■ Goal ■
Extract the listing below in full, unchanged.

Rows from a dataset
══════
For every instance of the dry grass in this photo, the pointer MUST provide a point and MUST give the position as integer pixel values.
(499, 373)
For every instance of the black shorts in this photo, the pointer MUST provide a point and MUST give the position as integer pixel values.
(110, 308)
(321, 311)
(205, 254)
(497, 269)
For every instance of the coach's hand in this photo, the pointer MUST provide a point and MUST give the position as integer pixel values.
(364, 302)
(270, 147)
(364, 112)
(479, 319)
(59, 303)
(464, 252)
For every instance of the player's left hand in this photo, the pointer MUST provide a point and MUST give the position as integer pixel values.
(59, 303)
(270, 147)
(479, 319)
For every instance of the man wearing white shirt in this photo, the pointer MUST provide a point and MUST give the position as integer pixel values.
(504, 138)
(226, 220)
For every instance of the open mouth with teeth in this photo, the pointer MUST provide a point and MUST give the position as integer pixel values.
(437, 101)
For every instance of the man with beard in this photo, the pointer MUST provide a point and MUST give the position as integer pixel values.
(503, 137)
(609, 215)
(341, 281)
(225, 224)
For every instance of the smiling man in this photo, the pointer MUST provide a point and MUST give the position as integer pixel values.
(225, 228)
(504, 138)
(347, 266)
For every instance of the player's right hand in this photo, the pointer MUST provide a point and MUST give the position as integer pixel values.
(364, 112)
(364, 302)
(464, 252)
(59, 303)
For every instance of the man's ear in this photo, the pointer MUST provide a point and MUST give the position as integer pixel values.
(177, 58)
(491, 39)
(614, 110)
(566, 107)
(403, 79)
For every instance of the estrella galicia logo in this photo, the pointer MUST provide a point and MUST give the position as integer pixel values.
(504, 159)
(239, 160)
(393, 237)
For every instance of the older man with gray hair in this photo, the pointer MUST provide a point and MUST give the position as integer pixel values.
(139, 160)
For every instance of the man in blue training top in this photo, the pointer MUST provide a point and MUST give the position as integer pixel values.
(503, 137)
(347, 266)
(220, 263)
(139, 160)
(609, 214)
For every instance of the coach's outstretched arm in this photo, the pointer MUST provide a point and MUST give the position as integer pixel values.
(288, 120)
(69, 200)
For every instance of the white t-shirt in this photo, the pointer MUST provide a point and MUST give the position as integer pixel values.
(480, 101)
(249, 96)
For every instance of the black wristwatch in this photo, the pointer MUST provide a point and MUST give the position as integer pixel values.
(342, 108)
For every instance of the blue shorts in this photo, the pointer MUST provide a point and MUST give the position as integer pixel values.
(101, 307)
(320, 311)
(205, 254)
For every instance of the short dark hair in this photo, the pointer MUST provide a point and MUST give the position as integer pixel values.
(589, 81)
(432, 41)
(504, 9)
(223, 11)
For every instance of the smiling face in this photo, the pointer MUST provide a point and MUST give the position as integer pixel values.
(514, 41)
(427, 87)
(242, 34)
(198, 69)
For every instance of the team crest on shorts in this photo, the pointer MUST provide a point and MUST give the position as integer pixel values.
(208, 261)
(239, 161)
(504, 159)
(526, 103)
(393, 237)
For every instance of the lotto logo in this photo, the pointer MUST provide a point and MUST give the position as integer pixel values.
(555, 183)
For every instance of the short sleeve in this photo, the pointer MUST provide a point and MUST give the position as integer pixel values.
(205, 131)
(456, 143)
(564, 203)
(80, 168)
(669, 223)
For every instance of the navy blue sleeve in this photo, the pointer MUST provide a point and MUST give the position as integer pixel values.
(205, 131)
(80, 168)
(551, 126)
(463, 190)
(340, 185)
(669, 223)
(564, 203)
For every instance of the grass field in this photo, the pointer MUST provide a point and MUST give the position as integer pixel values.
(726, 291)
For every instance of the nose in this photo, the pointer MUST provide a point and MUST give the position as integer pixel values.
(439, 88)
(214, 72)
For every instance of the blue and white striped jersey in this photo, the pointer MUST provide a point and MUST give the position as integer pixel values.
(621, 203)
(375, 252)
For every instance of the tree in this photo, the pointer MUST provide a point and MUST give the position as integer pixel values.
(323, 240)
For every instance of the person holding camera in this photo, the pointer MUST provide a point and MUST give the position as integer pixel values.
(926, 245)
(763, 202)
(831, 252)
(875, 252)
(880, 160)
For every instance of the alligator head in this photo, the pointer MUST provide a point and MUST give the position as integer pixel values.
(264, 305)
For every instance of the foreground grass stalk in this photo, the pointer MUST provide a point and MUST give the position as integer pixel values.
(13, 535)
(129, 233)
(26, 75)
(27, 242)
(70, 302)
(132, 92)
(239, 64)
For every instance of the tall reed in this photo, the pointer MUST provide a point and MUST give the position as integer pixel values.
══════
■ Answer to this exercise ■
For every instance of the dry grass in this photo, the pointer MUST provide a point and MUST give the position as integer pixel values.
(499, 373)
For every instance of the black shorts in this photo, the pointer MUST provide a point and MUST give the position as integer pixel values.
(110, 308)
(321, 311)
(205, 254)
(497, 269)
For every instance of the coach's hand in this photo, the pointer MUST provide a point and MUST give the position as integer pixel values.
(364, 302)
(270, 147)
(364, 112)
(479, 319)
(59, 303)
(464, 252)
For every instance of the player's left hand in this photo, the pointer MUST provide a point and MUST give the position as integer pixel values.
(59, 303)
(270, 147)
(479, 319)
For every instance of the man wearing white shirt in this photo, the pointer MUST provide a point and MUST give the position as integer pixel values.
(504, 138)
(226, 220)
For every instance of the open mouth with teeth in this photo, the pointer MUST provide a point and MUST give the position as integer pixel values.
(437, 101)
For every instance of the man with beard in this photo, the pointer MUST provide a point and MUST give the position as integer pixel values.
(503, 137)
(609, 215)
(341, 281)
(225, 224)
For every instance of the smiling man in this photo, the pointer MUST provide a point and MUST give the position as integer pixel values.
(225, 228)
(504, 138)
(347, 266)
For every instance of the player's right hand in this photo, the pointer MUST provide a point and MUST give the position as integer pixel values.
(364, 112)
(364, 302)
(464, 252)
(59, 303)
For every instance of the man's ear in this photo, the pointer MUST provide a point and MUST give the position as integer pixel values.
(177, 58)
(491, 39)
(614, 110)
(566, 107)
(403, 79)
For every instance of the estrella galicia logo in this photo, the pointer MUST provide a point and MUST give the position as integer pixel values.
(504, 159)
(239, 160)
(393, 237)
For every instance of the older man with gray hair in this photo, the pointer MUST provide a point and MUST give the position as integer pixel values.
(139, 160)
For every instance of the man in blue training top in this photo, the pointer MUST provide a point and MUST give the position as integer pixel values.
(503, 137)
(347, 266)
(220, 263)
(139, 160)
(609, 214)
For every instance of the coach's outstretched arm in this photo, the pointer MUST provide a point and MUST give the position as integer pixel values.
(288, 120)
(69, 200)
For every instance of the white t-shirt in this photo, the pointer MUST provide a point and MUST give the position as integer pixel values.
(480, 101)
(249, 96)
For every instance of the black wristwatch in this photo, the pointer MUST provide a point and MUST give the position as integer pixel values.
(342, 108)
For every instance of the blue shorts in this photo, the pointer MUST provide a point and MUST give the position as integer pixel values.
(101, 307)
(320, 311)
(205, 254)
For every instance of the short dark hair in this photo, the pointer MUST provide a point and MUST give the position as integer pixel values.
(589, 81)
(432, 41)
(504, 9)
(223, 11)
For every instance of the smiling face in this photo, the pointer MUST provide a point and MUST give the position as integer pixel values.
(514, 41)
(427, 87)
(242, 34)
(198, 69)
For every instance of the team crest on shorts in this photo, the pointer MUST provide a point and MUST give the position as integer pixel values.
(208, 261)
(239, 161)
(504, 159)
(526, 103)
(393, 237)
For every instance of the lotto logo in this photo, the pointer MUST provide a point and MUST give the position as integer pixel values.
(555, 183)
For every instance of the short sleeve in this photo, the pointer MUST provide a point and MUST give the position as integer pixel values.
(205, 131)
(456, 143)
(564, 203)
(80, 168)
(669, 223)
For every instance of the navy blue sleeve in this photo, the pointer MUST provide a point and MUST give the position as integer pixel values.
(205, 131)
(80, 168)
(551, 126)
(463, 190)
(340, 185)
(669, 223)
(564, 203)
For every instance of the grass field in this photo, the pointer MUST provide a point and MUST give the position as integer pixel values.
(726, 291)
For every instance of the nose in this photo, the pointer MUST provide a point and MUST give the position as integer pixel values.
(439, 88)
(214, 72)
For every instance of the blue and white striped jersey in this photo, the pointer MUST provide a point and MUST give the position as integer pixel values.
(621, 203)
(375, 252)
For every instance of the tree in this photo, the pointer MUST provide a point and MUST give the position as integer pixel values.
(323, 240)
For every instance of the person holding camera in this photo, the pointer MUST provide a point and MUST give the position as integer pixel values.
(926, 245)
(763, 202)
(831, 252)
(875, 252)
(880, 160)
For every instance of the alligator head in this photo, the pointer MUST provide a point and MUST give the position as integer pixel values.
(264, 305)
For every instance of the foreground grass stalk in this photo, the pointer MUST provide a point and MUST give the position as integer pixel values.
(13, 535)
(129, 233)
(26, 75)
(27, 242)
(70, 302)
(132, 92)
(239, 64)
For every instance of the tall reed in this photo, the pointer MUST provide a point and MUST give the position as integer pixel values.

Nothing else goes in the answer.